* [Цель задания]:
Дословно перепишите фрагмент текста о белорусском языке от слов «Белорусы, которые назвали» до слов «и сельские жители.».

Легко заметить, что за два постсоветских десятилетия этническое и языковое самоопределение друг с другом не согласуется. Если доля этнических белорусов последовательно, хотя и не резко, возрастала, то доля белорусов, называвших белорусский родным языком, в 1999 году ощутимо вырос (хотя и не достиг пика 1970-го), однако через 10 лет этот показатель обвально снизился (почти на 25%) и достиг рекордного минимума.

 
Группы населения
% группы (по годам переписей)
1926
1959
1970
1979
1989
1999
2009

Этнические белорусы в населении БССР / Беларуси

80,22
81,1
81,0
79,4
77,9
81,2
83,7

Белорусы, которые назвали белорусский родным языком

71,8
84,2
90,15
83,50
80,22
85,6
60,8
 

В следующей таблице представлены данные двух постсоветских переписей[1], позволяющие увидеть, как относятся к белорусскому языку основные этнические группы в Беларуси, а также ее городские и сельские жители.

 
Этнические и социальные группы населения Беларуси
Удельный вес этнической или социальной группы (в % ко всему населению)

Белорусский язык назвали (в % к численности своей этнической или социальной группы)

родным
Языком повседневного домашнего общения
Годы переписей
1999
2009
1999
2009
1999
2009
Белорусы
81,2
83,7
85,6
60,8
41,3
30
Русские
11,4
8,3
9,0
2,8
4,3
2,1
Поляки
3,9
3,1
67,0
58,1
57,6
40,9
Украинцы
2,4
1,7
14,3
7,9
10,2
6,1
Жители городов
69
74
66,9
44,1
19,8
11,3
Сельские жители
31
26
89,2
79,7
74,7
58,7
Все население
10,04 млн. (100%)
9,50 млн. (100%)
73,7
53,22
36,7
23,4
 

Во второй таблице обращает на себя внимание новый, по сравнению с матрицами советских переписей, вопрос – о «языке повседневного домашнего общения», в отличие от «родного языка». Кому-то это разделение покажется избыточным, а может быть, и абсурдным: «С какой это стати люди дома говорят на неродном языке?». Однако в белорусской, а также украинской ситуации языковое самоопределение человека, расколотое подобным образом, – это реальность. Более того: цифры переписей в столбцах о родном и домашнем белорусском языке – это реальность именно языкового сознания людей, их представлений о желательном, позитивном или о должном, однако это не реальность их языкового бытия. Живущие в белорусских городах видят, а приезжие быстро замечают, что все вокруг говорят по-русски; что белорусский можно услышать или в метро и электричках, или в среде гуманитариев и, как правило, «по работе» – в общении между преподавателями и студентами белорусской истории и филологии, части журналистов и писателей, части оппозиционных политиков. Белорусы составляют почти 84% населения (это в 10 раз больше, чем русских), в стране нет конфликтов на этнической почве, при этом употребление белорусского языка день ото дня сокращается.

* [Исследуемые данные]:
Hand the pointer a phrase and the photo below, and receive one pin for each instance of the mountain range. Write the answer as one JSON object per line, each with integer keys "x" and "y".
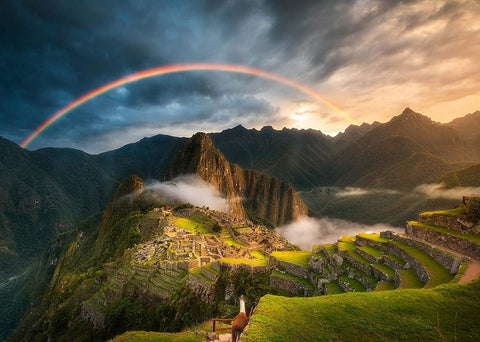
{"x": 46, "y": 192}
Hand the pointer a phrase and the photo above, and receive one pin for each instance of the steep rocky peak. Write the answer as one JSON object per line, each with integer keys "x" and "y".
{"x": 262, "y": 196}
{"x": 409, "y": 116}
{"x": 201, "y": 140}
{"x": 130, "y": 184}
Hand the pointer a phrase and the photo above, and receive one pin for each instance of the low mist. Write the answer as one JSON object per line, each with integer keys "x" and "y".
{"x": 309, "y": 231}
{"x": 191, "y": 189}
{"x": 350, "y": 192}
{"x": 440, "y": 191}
==
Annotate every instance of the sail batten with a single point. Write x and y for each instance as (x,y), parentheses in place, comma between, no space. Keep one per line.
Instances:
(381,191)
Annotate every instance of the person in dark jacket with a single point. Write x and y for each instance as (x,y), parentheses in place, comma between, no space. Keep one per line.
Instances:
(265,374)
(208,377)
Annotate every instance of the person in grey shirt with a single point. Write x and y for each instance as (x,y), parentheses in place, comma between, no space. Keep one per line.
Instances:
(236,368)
==
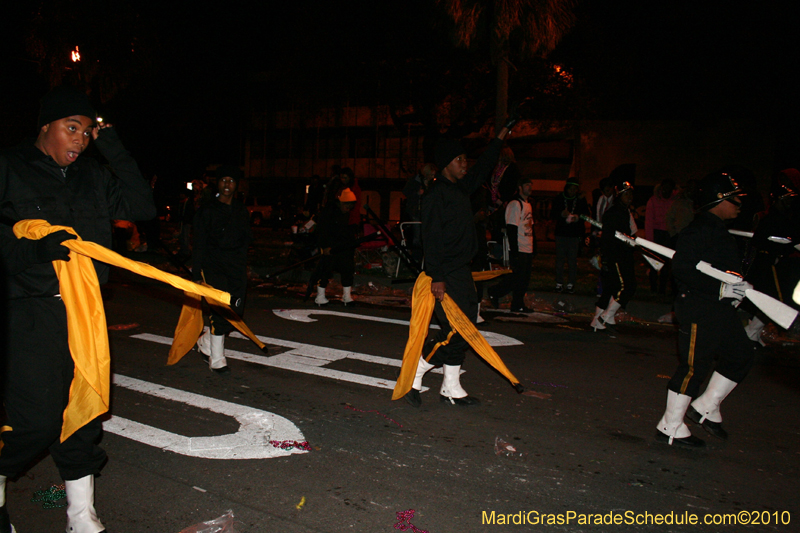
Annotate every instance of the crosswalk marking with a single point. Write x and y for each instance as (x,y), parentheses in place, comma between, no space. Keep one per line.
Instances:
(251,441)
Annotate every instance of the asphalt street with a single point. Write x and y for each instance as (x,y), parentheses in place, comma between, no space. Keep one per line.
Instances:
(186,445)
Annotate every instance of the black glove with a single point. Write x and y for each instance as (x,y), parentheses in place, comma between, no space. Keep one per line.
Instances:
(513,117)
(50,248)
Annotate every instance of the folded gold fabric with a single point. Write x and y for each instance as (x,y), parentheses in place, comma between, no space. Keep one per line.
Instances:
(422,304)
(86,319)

* [Ответ]:
Белорусы, которые назвали белорусский родным языком

71,8
84,2
90,15
83,50
80,22
85,6
60,8
 

В следующей таблице представлены данные двух постсоветских переписей[1], позволяющие увидеть, как относятся к белорусскому языку основные этнические группы в Беларуси, а также ее городские и сельские жители.